_TASK DESCRIPTION_: Copy each of the records below word for word, line by line and in the same order.

---

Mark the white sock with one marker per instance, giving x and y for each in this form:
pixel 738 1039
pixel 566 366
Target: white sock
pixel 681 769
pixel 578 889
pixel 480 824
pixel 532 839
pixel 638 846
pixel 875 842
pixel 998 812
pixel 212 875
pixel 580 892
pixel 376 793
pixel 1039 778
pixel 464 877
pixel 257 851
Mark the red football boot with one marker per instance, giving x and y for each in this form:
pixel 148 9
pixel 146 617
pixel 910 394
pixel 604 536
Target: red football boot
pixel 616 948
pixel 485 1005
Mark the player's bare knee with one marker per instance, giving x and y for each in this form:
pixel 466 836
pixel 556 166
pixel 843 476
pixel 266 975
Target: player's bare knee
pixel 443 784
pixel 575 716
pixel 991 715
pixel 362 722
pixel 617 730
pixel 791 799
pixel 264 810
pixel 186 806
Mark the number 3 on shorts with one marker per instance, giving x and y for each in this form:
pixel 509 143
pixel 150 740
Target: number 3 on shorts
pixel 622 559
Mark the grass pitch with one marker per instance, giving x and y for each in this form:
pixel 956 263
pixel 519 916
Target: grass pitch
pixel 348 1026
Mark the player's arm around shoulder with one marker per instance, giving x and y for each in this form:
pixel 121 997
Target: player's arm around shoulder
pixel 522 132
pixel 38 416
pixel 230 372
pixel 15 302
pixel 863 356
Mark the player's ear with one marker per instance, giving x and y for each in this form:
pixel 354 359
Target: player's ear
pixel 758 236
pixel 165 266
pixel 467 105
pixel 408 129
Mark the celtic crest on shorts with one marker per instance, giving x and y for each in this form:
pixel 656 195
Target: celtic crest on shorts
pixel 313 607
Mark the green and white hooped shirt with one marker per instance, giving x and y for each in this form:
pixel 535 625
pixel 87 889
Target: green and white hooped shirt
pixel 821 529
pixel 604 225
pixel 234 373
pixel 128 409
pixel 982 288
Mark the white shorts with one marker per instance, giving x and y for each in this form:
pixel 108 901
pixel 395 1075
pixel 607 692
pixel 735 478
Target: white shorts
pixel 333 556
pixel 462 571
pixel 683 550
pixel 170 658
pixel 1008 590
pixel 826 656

---

_REPLY TO THE EXERCISE_:
Mark the white sock with one marker per instance, giving x and y for each in this form:
pixel 738 1039
pixel 566 366
Target: white sock
pixel 681 769
pixel 578 889
pixel 480 824
pixel 532 839
pixel 638 846
pixel 875 842
pixel 998 812
pixel 212 875
pixel 580 892
pixel 376 793
pixel 1039 778
pixel 464 877
pixel 257 851
Mark the red football boot with one marker per instance, giving x and y for each in this form:
pixel 148 9
pixel 146 617
pixel 910 394
pixel 604 536
Target: red football boot
pixel 616 948
pixel 485 1005
Mark the player's bare knee with one marker per instance, giving x and y for each in this form:
pixel 466 836
pixel 556 166
pixel 843 476
pixel 266 975
Target: player's bare knee
pixel 443 784
pixel 575 716
pixel 991 715
pixel 362 722
pixel 617 730
pixel 791 799
pixel 264 810
pixel 186 806
Mark the number 3 on shorts with one marker per instance, giving x and y for each in this form:
pixel 509 143
pixel 150 740
Target: number 3 on shorts
pixel 622 559
Mark the grass pitch with one marker per instance, giving x and y for each in this form:
pixel 956 263
pixel 519 916
Target: grass pitch
pixel 348 1026
Mark the player's arm around shoulder with one marker per instance, giving x and y for each in this form:
pixel 121 997
Target: player's arm around shoulder
pixel 522 132
pixel 38 416
pixel 230 372
pixel 15 302
pixel 863 356
Mark the player's ear with one marker per instance, giving x and y for each in this form:
pixel 354 359
Target: player's ear
pixel 758 236
pixel 165 266
pixel 467 105
pixel 408 129
Mark the celtic crest on shorts with one marker per instance, giving x and y for each in this form:
pixel 656 195
Target: celtic crest on shorts
pixel 313 607
Mark the green and white hooped shirt with one marker per instance, giving x and y for each in this form:
pixel 535 625
pixel 87 889
Target: green and white hooped shirt
pixel 821 529
pixel 604 225
pixel 234 373
pixel 128 409
pixel 982 288
Mark the white shorts with one marker per instance, giving x and y for each in this form:
pixel 108 901
pixel 395 1075
pixel 607 692
pixel 735 478
Target: white shorts
pixel 333 556
pixel 462 571
pixel 683 550
pixel 170 658
pixel 1008 590
pixel 826 656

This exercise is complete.